+++ RECORDED DATA +++

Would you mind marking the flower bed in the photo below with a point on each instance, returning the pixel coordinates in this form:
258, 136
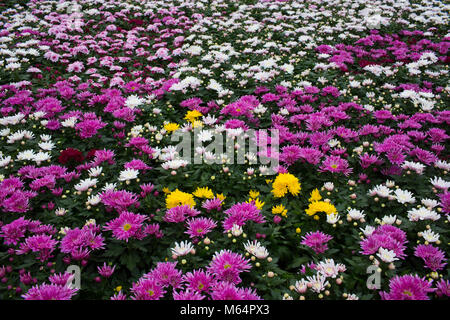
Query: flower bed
336, 111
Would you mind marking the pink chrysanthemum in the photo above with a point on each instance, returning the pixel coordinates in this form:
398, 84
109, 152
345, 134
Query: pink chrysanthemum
127, 225
316, 241
49, 292
227, 265
147, 289
199, 281
433, 257
407, 287
240, 213
198, 227
187, 295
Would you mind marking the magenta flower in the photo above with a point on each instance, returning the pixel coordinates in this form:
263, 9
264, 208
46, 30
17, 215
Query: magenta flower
180, 213
387, 237
105, 270
187, 295
147, 289
166, 274
227, 265
127, 225
240, 213
198, 227
199, 281
335, 164
407, 287
316, 241
49, 292
432, 256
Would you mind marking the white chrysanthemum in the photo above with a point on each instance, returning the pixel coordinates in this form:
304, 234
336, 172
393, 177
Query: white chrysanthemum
387, 256
368, 230
356, 214
85, 184
430, 203
134, 101
430, 236
95, 172
404, 196
317, 282
41, 156
128, 174
182, 248
422, 213
440, 183
47, 146
329, 269
389, 219
4, 161
26, 155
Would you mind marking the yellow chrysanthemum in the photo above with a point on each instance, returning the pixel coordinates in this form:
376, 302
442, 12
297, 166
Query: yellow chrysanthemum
320, 206
315, 195
197, 124
171, 127
192, 115
258, 203
284, 183
179, 198
253, 194
203, 193
220, 196
280, 209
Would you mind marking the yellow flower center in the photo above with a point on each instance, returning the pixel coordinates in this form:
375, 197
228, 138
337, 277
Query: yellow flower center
408, 293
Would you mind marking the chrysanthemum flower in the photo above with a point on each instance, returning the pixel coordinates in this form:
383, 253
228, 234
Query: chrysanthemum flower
407, 287
49, 292
203, 193
320, 206
316, 241
179, 198
127, 225
199, 281
198, 227
171, 127
227, 265
284, 183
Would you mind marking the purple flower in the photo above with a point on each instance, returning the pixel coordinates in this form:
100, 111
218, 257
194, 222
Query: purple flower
227, 265
127, 225
198, 227
49, 292
240, 213
407, 287
432, 256
316, 241
106, 271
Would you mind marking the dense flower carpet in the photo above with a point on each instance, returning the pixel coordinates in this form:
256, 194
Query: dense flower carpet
337, 113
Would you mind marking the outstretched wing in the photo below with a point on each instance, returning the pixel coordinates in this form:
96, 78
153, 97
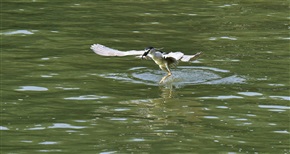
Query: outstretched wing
186, 58
106, 51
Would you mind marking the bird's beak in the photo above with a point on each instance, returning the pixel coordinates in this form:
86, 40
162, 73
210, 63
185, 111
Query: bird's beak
145, 54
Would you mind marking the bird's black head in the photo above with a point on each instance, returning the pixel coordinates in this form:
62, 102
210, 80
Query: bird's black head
147, 50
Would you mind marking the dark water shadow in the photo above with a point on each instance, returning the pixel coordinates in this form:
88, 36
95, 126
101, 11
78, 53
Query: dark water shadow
182, 76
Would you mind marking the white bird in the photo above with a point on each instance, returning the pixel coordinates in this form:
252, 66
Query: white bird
162, 59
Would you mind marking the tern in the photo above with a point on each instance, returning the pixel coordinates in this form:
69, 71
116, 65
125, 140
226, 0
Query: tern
164, 60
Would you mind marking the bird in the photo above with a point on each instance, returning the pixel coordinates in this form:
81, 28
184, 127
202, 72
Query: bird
164, 60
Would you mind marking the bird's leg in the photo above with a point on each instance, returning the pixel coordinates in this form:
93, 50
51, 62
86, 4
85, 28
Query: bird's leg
166, 76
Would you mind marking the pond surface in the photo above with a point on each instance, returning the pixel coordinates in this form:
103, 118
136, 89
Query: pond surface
57, 96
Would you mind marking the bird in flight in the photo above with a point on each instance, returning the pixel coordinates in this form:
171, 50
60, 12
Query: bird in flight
164, 60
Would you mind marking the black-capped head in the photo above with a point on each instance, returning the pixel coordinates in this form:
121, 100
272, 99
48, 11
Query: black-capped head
147, 50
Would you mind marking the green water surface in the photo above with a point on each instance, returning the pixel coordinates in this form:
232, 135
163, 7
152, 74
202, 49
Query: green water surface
57, 96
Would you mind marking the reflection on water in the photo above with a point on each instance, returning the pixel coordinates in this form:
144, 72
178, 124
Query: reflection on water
182, 76
59, 97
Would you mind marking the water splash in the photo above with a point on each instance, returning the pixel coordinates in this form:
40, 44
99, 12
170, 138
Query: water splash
184, 75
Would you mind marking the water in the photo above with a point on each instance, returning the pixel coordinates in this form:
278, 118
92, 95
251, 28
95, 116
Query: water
57, 96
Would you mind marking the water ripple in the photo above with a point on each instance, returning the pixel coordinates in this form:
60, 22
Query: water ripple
31, 88
183, 75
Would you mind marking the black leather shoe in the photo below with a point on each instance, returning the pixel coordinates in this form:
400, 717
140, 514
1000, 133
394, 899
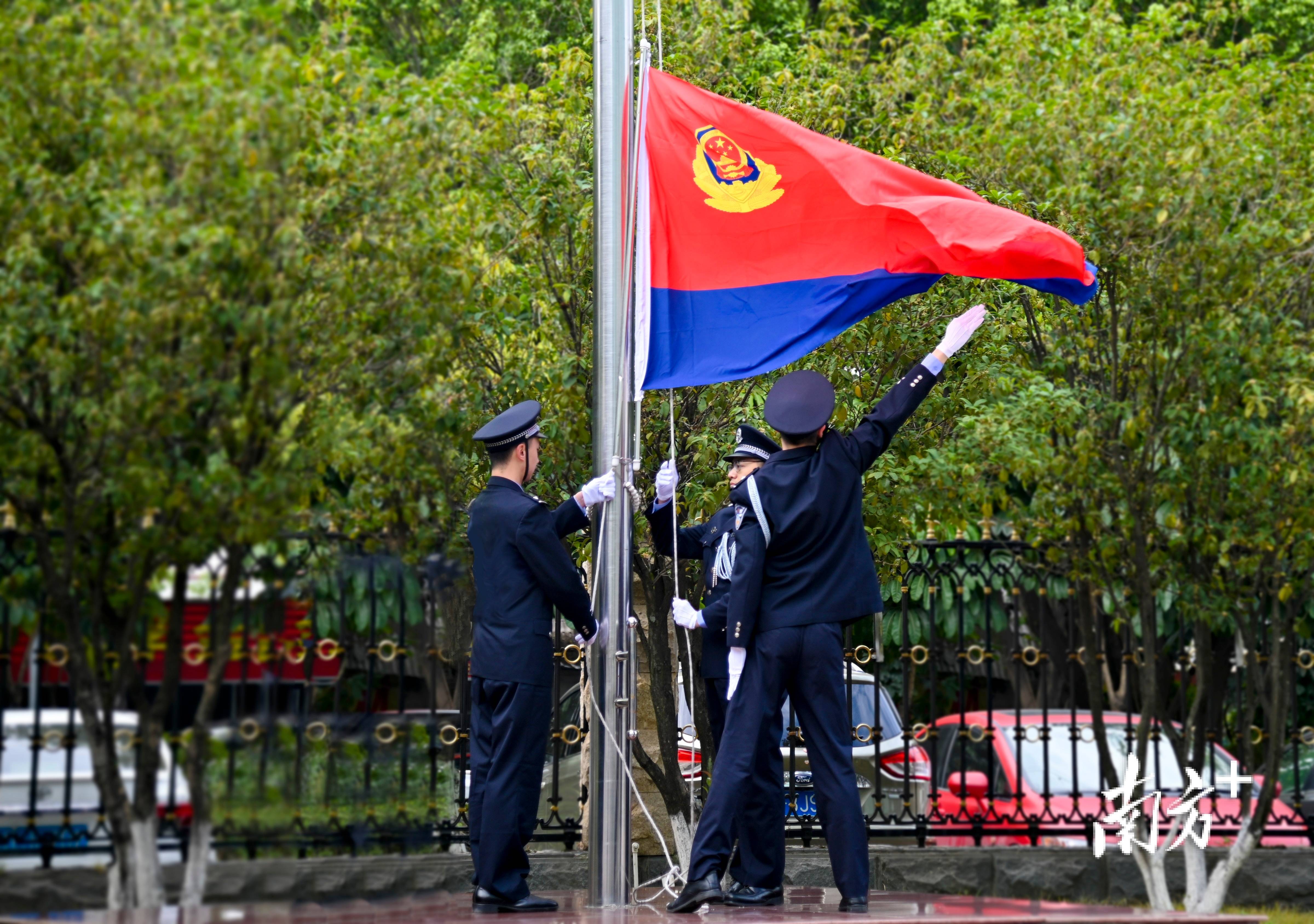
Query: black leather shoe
855, 906
755, 897
694, 894
491, 903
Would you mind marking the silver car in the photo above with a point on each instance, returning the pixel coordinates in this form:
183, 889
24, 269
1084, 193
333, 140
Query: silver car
878, 760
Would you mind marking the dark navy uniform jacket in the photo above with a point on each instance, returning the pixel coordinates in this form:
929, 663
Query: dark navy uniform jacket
812, 500
701, 542
521, 572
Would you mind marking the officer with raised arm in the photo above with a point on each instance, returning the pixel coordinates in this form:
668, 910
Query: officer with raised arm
757, 867
522, 572
803, 571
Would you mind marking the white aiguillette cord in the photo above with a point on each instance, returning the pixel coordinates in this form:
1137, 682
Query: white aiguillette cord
689, 635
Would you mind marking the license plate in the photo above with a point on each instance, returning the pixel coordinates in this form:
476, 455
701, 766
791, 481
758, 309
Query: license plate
806, 804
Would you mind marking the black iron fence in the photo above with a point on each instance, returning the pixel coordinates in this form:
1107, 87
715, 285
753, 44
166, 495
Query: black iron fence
344, 727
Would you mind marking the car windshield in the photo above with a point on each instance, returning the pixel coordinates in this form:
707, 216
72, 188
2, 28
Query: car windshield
1083, 775
52, 758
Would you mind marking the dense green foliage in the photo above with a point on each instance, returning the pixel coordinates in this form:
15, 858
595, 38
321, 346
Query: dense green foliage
270, 265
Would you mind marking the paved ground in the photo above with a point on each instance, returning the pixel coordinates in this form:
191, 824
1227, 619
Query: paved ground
803, 906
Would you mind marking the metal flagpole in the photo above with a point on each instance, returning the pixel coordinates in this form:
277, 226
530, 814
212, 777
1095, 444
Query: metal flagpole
610, 672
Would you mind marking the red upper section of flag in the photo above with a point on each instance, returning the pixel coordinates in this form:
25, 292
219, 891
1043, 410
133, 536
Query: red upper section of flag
746, 198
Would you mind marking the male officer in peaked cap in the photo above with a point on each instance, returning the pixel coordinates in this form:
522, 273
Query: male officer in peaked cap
521, 574
759, 864
802, 572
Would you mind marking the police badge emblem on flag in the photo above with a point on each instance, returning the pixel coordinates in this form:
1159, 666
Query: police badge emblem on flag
733, 179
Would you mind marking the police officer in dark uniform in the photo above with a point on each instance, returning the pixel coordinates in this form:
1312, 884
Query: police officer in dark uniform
522, 572
803, 571
759, 863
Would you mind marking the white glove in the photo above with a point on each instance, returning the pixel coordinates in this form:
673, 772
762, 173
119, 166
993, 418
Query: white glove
604, 488
961, 329
601, 635
667, 480
736, 660
685, 614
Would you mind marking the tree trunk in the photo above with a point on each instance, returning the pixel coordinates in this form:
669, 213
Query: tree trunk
199, 751
144, 826
1212, 901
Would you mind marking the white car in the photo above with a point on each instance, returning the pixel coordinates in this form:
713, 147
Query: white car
49, 790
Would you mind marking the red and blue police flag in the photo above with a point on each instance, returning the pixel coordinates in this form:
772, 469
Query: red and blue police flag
759, 240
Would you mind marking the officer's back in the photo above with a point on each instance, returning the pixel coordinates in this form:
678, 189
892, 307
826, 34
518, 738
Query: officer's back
812, 500
510, 535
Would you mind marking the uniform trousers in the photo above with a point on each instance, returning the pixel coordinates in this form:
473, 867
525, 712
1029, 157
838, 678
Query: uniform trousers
760, 852
806, 663
509, 738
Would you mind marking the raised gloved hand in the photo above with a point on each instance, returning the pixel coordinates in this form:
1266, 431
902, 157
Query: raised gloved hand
736, 662
667, 480
604, 488
598, 634
685, 614
961, 329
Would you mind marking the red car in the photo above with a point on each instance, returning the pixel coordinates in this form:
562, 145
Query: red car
977, 780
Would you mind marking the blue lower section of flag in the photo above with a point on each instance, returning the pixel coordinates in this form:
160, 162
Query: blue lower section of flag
705, 337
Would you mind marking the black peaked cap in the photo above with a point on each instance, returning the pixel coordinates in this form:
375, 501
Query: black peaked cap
510, 426
799, 403
752, 443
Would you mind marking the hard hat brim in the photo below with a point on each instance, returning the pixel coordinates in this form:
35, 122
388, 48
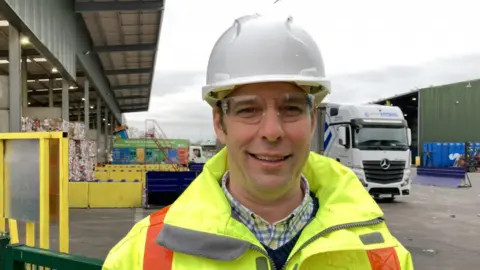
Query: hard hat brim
319, 87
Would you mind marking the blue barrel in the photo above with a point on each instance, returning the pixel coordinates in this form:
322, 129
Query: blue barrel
451, 156
436, 155
444, 155
427, 155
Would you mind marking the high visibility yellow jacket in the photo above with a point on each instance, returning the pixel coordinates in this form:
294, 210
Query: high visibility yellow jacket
198, 232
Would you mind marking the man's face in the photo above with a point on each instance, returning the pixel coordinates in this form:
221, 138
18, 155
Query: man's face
267, 137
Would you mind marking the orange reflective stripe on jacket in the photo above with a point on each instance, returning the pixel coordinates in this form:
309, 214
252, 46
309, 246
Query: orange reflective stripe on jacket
156, 257
384, 258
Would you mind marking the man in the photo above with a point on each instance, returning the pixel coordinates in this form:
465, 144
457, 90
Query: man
265, 201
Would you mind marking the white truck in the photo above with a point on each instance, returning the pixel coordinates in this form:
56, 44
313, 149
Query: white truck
372, 140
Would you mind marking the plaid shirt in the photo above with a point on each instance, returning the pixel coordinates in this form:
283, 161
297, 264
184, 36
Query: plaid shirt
277, 234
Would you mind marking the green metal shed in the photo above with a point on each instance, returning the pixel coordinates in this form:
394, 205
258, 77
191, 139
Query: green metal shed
449, 113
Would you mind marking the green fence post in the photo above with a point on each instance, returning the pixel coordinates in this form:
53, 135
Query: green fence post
4, 241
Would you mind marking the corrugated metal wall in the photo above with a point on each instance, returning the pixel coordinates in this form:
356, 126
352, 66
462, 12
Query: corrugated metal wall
450, 113
53, 23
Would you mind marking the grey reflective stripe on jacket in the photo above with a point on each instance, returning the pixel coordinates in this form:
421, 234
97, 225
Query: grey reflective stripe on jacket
211, 246
222, 248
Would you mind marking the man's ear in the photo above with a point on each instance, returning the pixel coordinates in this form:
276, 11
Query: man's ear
218, 125
314, 121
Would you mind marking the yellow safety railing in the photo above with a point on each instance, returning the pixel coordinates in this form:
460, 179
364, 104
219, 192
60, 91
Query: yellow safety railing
34, 185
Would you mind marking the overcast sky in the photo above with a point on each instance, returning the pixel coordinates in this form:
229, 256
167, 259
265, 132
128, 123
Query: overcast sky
372, 49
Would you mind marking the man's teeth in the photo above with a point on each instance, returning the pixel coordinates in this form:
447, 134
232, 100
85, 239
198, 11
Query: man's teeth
267, 158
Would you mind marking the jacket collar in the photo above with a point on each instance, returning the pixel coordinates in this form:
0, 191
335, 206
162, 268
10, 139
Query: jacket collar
204, 211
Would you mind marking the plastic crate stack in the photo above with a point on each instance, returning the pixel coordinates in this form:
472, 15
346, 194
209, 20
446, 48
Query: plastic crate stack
82, 153
44, 125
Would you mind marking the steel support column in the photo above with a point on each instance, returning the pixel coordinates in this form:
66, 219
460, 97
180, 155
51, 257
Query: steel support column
14, 80
98, 127
65, 101
24, 82
50, 92
87, 105
112, 129
106, 134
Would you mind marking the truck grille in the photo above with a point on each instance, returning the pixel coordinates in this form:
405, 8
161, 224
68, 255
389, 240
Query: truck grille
376, 174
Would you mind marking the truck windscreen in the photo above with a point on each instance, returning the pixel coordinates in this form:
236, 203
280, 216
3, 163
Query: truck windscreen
380, 138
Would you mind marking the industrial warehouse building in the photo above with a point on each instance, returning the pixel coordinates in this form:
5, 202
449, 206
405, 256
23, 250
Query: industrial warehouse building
446, 113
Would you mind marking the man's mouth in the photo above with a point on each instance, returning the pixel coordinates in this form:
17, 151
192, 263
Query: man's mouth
270, 158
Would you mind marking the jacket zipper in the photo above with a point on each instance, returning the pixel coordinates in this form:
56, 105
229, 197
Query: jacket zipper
272, 263
332, 229
318, 235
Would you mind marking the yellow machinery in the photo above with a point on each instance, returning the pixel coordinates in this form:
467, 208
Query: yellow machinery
34, 185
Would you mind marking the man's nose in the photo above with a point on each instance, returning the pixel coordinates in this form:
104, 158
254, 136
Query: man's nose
271, 127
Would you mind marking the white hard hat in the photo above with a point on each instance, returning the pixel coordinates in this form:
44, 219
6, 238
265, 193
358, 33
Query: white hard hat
264, 49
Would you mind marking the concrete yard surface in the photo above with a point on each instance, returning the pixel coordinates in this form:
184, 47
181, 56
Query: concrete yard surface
440, 227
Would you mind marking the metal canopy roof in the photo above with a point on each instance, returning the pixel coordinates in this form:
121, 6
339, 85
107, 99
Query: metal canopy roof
125, 35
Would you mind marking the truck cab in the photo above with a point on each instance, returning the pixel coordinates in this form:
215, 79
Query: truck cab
372, 140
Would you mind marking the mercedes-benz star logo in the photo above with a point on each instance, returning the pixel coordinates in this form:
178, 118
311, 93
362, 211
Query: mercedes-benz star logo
385, 164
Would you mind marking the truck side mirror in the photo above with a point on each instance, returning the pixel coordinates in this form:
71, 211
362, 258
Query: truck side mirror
342, 135
409, 136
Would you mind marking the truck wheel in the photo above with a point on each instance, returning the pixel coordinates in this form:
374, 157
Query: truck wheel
391, 199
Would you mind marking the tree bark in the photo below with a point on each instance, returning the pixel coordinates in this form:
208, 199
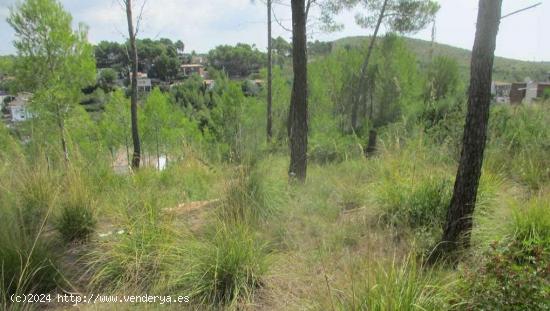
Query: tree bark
136, 157
269, 75
298, 115
458, 225
365, 66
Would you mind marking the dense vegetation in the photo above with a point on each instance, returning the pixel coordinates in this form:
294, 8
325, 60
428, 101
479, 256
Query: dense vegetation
220, 223
510, 70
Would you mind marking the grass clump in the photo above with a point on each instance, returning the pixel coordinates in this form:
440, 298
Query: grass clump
76, 220
514, 273
28, 259
248, 197
419, 204
404, 286
225, 269
131, 258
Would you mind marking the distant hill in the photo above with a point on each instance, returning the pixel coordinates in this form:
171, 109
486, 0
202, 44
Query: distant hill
505, 69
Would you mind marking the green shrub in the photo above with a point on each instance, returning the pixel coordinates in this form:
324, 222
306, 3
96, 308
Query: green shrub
225, 269
248, 196
132, 257
36, 193
519, 143
76, 220
514, 273
422, 203
28, 263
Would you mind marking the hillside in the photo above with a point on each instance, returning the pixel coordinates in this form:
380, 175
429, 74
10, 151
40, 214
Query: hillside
505, 69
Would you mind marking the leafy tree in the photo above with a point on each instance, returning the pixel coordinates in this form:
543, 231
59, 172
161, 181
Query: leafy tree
298, 115
402, 16
156, 124
115, 123
442, 79
282, 50
319, 48
136, 157
55, 61
111, 55
180, 47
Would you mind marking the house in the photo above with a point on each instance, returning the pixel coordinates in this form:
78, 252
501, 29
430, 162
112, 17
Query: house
528, 92
144, 83
535, 90
501, 91
3, 96
517, 92
190, 69
18, 108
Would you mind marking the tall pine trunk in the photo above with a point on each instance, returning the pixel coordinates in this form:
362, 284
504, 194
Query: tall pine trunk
298, 118
458, 225
365, 66
269, 75
136, 157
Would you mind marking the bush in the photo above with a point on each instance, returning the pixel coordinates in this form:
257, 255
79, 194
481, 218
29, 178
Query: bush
28, 263
422, 203
519, 143
248, 197
514, 273
132, 258
76, 220
225, 269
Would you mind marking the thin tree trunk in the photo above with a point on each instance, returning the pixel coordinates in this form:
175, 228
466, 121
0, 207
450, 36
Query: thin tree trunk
133, 108
63, 140
158, 150
298, 115
456, 234
365, 66
269, 75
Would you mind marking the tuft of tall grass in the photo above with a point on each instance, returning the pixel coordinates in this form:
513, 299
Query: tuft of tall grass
399, 286
421, 203
531, 222
76, 219
224, 269
28, 258
131, 259
248, 197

+++

DIRECTIONS FOR THIS TASK: Each line in the listing above that contains "below" should be copied.

RESPONSE AREA:
Would you mind marking the flower bed in the photo below with a point on each instance, returning the pixel coordinates in this form:
Would you mind marking the outstretched wing in the photo below with a point on each instance, returning the pixel coordinates in this form:
Would you mind marking the black leather shoe in the photo below with a point on each instance, returning the pixel coordinates in this form:
Would you mind marking the hard hat brim in the photo below with a point on each instance, returning the pixel coordinates in this form:
Would you mind marking the tree bark in the photo below with a point on each instance, returning the pixel coordinates in this form:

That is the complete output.